SHORT EXERCISE: Pick out every line in the listing below that contains the word "blue", and copy each of those lines.

[BEGIN]

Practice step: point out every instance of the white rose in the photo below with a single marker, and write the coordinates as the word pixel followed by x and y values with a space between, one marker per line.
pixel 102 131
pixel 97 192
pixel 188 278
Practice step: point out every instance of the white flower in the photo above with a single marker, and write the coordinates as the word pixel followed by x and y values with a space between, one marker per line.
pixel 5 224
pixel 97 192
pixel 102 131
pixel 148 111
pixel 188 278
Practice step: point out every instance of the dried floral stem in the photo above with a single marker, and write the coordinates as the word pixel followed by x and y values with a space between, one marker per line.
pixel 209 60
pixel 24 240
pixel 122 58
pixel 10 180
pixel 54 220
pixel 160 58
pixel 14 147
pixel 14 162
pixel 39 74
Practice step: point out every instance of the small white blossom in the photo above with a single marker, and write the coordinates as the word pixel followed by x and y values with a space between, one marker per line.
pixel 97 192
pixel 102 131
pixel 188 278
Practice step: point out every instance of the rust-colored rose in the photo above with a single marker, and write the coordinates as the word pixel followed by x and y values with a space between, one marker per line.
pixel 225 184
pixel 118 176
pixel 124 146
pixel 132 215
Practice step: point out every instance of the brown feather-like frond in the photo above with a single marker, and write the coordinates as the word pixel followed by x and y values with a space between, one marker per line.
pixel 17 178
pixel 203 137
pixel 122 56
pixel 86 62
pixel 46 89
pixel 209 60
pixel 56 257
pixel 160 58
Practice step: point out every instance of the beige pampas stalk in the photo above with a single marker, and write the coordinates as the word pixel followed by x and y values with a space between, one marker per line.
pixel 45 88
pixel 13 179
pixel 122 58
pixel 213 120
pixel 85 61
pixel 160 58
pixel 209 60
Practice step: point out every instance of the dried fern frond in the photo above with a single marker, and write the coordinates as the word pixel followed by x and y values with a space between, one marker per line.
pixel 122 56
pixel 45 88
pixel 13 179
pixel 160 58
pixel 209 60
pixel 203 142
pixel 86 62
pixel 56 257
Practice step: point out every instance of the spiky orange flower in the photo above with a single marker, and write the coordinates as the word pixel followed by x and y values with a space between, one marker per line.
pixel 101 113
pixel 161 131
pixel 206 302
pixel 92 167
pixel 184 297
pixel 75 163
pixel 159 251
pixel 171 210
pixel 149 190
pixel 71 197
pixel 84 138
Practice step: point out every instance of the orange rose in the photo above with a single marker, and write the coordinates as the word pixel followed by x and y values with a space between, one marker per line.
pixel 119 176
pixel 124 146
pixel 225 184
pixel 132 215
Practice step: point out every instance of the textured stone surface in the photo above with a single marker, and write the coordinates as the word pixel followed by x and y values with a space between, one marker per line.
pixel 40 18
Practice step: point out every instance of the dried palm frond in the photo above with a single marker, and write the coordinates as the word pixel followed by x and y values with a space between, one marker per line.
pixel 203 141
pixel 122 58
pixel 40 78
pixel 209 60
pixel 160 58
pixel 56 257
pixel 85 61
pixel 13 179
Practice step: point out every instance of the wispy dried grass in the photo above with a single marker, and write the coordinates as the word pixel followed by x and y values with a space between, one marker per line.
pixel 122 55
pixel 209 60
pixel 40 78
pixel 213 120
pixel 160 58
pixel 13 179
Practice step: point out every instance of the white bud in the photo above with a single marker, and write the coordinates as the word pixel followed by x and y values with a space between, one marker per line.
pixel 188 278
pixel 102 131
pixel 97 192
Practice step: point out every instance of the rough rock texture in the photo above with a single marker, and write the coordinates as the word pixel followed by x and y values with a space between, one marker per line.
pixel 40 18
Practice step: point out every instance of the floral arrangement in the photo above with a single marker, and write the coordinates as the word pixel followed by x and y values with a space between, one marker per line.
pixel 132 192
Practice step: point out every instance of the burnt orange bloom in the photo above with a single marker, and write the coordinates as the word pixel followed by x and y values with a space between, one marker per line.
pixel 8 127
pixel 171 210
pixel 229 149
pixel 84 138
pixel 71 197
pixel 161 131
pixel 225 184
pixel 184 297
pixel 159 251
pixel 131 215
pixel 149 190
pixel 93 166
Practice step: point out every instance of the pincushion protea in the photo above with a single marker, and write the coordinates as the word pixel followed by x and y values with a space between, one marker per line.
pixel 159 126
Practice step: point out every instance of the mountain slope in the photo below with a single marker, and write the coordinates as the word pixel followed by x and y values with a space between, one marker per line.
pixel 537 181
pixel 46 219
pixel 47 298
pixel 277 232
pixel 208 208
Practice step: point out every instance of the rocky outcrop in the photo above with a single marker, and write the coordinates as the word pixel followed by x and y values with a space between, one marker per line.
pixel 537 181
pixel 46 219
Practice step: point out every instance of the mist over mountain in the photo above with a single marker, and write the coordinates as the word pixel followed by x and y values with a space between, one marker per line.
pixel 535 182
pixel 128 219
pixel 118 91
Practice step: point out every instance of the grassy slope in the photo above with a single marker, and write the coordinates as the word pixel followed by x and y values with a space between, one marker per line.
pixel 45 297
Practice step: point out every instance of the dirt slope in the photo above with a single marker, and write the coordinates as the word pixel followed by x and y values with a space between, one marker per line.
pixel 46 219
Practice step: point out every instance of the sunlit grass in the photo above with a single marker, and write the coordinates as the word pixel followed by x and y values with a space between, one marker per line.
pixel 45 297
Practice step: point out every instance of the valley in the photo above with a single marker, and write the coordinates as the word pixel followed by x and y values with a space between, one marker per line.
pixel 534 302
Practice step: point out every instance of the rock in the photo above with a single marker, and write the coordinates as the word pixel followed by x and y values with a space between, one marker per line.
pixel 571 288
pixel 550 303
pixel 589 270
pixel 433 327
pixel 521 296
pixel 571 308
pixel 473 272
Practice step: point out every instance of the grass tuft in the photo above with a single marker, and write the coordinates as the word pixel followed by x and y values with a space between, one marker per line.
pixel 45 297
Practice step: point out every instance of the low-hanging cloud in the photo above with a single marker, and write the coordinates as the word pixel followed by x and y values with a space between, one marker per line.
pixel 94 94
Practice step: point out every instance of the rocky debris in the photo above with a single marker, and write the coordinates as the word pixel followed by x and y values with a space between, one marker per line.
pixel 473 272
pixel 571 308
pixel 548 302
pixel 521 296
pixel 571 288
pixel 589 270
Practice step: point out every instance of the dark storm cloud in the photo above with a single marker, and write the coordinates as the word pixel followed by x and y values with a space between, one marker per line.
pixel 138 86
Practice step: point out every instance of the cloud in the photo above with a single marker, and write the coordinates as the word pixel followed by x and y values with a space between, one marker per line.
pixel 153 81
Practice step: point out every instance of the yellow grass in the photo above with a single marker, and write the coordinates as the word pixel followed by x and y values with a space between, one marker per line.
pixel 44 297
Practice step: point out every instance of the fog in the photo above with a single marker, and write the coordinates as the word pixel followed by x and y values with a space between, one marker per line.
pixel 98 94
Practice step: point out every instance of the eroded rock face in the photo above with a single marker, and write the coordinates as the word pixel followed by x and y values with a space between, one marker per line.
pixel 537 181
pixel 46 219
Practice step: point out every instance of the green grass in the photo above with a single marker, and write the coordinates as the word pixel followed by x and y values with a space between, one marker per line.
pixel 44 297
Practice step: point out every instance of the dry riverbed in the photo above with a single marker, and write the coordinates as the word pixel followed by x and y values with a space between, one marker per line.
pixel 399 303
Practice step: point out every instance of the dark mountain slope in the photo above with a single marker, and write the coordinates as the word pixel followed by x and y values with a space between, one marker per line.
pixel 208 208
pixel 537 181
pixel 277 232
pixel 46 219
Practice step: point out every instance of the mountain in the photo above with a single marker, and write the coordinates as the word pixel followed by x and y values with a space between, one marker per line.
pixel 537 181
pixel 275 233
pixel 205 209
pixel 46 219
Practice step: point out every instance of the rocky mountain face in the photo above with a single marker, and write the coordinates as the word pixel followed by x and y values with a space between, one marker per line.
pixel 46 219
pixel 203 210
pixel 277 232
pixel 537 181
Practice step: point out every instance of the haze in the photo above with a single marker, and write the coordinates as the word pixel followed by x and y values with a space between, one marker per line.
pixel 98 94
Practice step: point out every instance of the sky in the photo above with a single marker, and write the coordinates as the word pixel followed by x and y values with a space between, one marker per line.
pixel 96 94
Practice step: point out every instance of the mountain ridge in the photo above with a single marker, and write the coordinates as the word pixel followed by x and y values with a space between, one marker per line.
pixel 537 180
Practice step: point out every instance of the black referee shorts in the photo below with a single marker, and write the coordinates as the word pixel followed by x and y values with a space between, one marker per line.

[END]
[BEGIN]

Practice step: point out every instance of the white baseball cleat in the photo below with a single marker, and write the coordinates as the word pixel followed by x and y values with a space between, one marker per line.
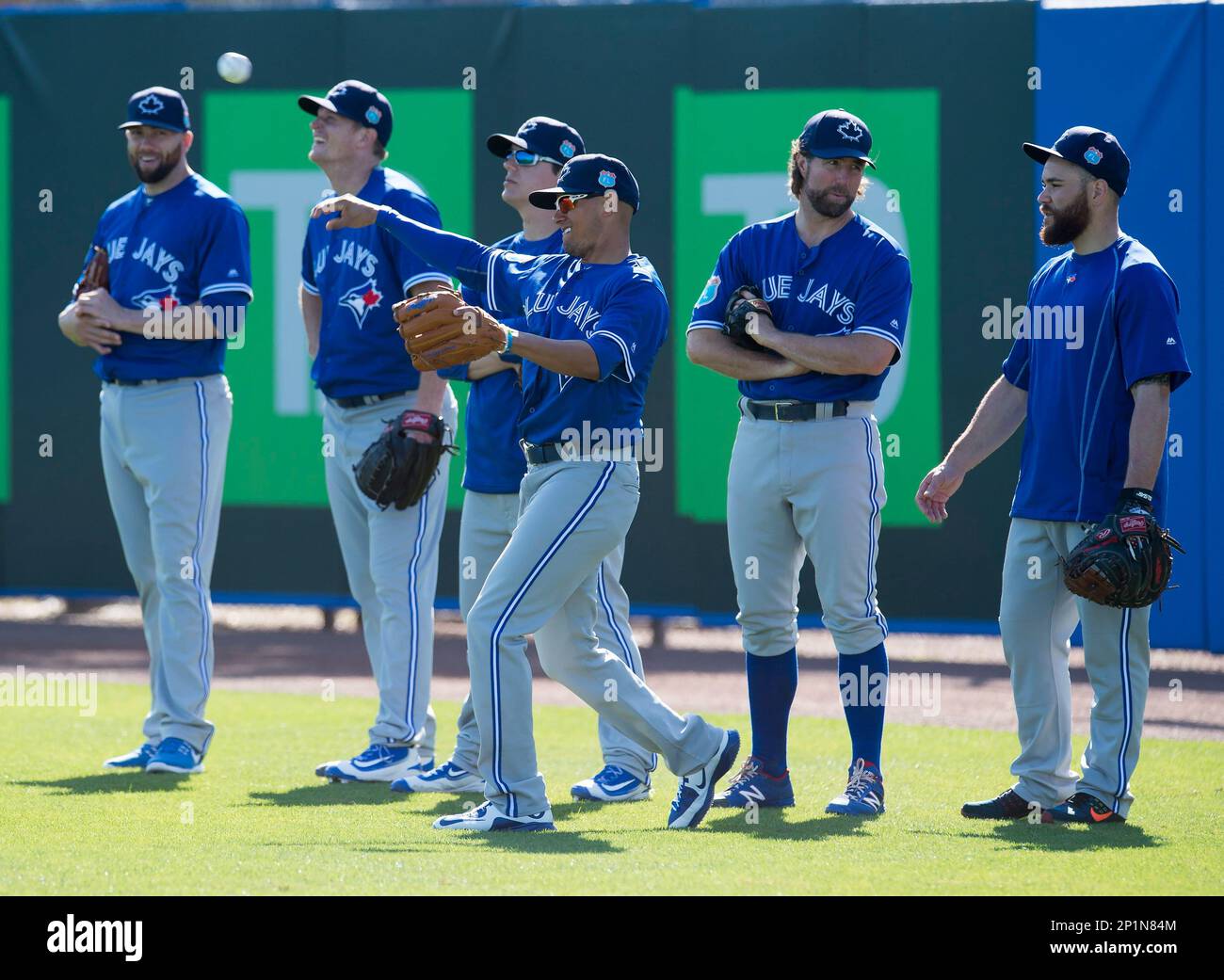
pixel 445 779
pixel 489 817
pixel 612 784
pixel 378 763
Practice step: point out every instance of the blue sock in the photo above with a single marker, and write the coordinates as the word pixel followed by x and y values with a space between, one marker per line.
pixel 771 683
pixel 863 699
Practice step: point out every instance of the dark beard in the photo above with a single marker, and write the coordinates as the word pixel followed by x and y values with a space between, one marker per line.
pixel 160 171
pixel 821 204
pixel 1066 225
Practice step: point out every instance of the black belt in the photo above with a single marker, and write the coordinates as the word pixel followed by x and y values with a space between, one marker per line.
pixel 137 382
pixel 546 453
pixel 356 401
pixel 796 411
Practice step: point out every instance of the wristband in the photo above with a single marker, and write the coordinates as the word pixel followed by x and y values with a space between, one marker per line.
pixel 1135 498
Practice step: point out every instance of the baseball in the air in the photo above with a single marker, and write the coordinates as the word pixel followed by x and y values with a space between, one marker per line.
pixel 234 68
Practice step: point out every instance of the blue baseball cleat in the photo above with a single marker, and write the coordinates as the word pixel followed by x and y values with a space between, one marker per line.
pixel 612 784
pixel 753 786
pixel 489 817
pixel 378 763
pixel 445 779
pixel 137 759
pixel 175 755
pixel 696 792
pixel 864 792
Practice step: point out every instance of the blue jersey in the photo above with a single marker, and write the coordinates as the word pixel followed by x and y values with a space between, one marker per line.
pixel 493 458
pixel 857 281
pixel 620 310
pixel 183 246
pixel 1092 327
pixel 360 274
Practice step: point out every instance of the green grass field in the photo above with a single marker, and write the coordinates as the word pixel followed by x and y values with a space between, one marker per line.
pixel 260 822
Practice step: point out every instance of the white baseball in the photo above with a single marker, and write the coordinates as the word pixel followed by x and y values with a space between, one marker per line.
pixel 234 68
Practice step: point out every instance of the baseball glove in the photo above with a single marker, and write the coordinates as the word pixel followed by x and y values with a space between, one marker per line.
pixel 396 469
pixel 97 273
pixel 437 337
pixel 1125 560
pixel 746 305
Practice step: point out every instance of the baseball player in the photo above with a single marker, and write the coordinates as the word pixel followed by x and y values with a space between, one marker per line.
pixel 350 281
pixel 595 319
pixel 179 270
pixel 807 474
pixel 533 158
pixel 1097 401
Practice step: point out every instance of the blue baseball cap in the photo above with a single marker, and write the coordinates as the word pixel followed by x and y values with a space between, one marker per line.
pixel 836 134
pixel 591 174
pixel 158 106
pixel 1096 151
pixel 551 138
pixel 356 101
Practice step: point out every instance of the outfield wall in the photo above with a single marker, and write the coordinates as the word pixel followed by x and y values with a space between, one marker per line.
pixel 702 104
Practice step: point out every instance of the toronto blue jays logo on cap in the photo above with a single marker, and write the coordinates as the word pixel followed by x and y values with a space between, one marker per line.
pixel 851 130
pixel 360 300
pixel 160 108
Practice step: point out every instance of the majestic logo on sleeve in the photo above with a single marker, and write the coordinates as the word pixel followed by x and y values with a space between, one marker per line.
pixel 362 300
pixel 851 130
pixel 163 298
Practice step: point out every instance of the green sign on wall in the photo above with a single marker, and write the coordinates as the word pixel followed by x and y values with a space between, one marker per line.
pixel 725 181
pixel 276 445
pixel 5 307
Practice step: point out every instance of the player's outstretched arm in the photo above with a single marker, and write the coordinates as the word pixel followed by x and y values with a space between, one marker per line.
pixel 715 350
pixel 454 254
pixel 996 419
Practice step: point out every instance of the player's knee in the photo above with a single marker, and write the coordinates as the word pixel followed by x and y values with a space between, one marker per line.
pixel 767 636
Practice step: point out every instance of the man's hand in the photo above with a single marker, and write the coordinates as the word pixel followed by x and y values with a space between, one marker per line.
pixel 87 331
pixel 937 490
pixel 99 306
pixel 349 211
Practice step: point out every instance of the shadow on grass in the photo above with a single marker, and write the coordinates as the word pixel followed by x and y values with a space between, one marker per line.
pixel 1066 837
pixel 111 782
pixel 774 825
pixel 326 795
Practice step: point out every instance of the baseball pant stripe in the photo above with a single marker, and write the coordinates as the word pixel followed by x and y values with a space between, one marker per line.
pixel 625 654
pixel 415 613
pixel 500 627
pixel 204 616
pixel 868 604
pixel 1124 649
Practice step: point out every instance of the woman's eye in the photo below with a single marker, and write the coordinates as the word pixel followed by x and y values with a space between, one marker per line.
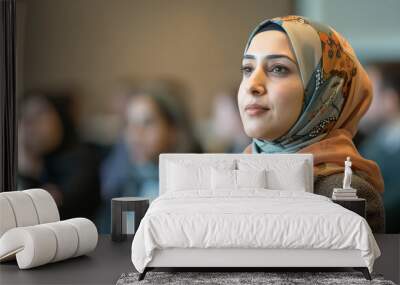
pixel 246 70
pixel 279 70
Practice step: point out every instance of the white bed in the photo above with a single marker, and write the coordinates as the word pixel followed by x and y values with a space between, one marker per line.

[END]
[BEGIN]

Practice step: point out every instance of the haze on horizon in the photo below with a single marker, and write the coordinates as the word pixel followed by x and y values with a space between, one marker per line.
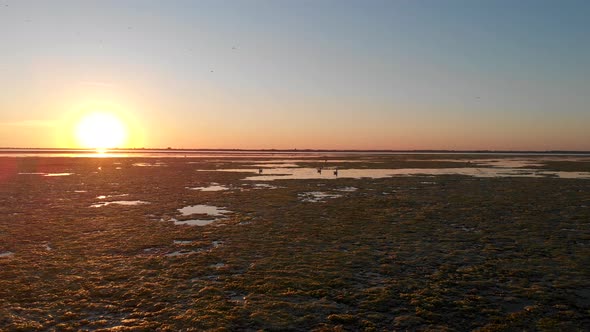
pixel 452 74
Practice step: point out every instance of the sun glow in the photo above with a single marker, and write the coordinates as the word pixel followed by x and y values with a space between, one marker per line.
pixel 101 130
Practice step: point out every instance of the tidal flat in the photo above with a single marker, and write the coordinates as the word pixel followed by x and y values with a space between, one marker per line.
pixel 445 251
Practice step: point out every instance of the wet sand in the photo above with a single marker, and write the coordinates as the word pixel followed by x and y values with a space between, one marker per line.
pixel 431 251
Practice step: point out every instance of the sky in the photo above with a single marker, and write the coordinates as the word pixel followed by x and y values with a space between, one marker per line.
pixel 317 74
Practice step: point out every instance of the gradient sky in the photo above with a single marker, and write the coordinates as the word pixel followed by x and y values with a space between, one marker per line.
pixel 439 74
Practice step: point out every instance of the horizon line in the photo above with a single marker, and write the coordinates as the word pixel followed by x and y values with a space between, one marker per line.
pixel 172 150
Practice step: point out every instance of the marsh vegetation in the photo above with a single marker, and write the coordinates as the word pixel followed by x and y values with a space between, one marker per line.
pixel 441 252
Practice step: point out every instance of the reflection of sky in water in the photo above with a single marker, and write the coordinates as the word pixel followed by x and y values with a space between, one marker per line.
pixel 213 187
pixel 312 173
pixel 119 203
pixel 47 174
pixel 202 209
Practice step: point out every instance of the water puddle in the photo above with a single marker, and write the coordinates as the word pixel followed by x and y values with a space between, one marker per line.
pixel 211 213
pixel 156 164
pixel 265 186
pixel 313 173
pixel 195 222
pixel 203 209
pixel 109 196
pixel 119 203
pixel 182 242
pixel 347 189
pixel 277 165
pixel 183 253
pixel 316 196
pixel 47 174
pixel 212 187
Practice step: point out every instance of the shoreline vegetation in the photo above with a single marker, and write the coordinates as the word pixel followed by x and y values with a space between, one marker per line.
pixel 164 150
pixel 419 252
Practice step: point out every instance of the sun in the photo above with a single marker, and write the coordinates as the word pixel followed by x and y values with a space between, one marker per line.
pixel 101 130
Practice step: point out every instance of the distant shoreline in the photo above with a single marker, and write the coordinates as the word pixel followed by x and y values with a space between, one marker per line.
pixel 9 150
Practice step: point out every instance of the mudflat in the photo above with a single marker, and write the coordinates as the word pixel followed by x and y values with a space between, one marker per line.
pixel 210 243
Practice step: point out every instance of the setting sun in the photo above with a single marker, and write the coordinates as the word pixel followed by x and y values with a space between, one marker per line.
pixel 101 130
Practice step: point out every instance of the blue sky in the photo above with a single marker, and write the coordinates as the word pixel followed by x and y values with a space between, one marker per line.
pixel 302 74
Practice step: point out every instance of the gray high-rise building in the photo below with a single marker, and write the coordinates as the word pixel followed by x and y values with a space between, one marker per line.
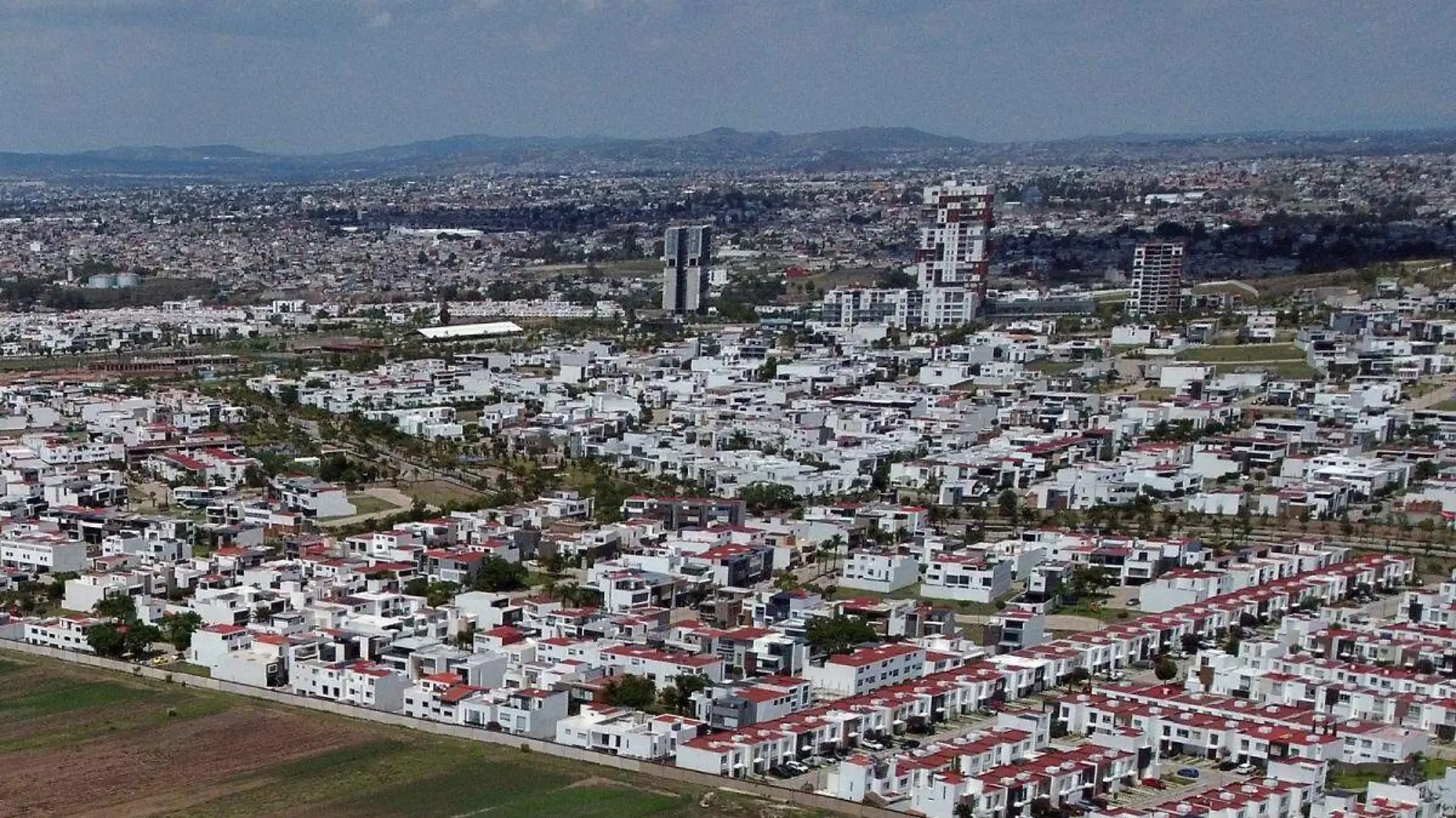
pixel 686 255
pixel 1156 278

[END]

REPLY TO THE EXERCISE:
Practice step: point out every instance of the blue sock in the photo above with a single marker, and write the coordinates as the word pixel followed by x and y values with a space between, one marker per line.
Practice step: point out every instance of the blue baseball cleat in the photo above with a single marker, and write the coordinates as the word pixel followed by x and y values with a space between, one marker per line.
Practice step: point out every instance of the blue jersey in the photo above with a single marker, and write the coordinates as the word pixel followed by x and y values with a space between, one marker per line.
Practice step: point out every instance of the blue baseball cap in the photo above with a single marker, and write the coordinates as the word pixel followed by x and y values with a space between, one marker per line.
Practice step: point out every instance of the toronto blue jays logo on cap in the photo above with a single marker, and write the coordinates as the word pixel followed by x and y values with a space between, one marker per line.
Practice step: point out every instance of the blue sky in the photo above with a single marker, and write the coordinates as the word pixel followed by x and y values with a space between, one marker per line.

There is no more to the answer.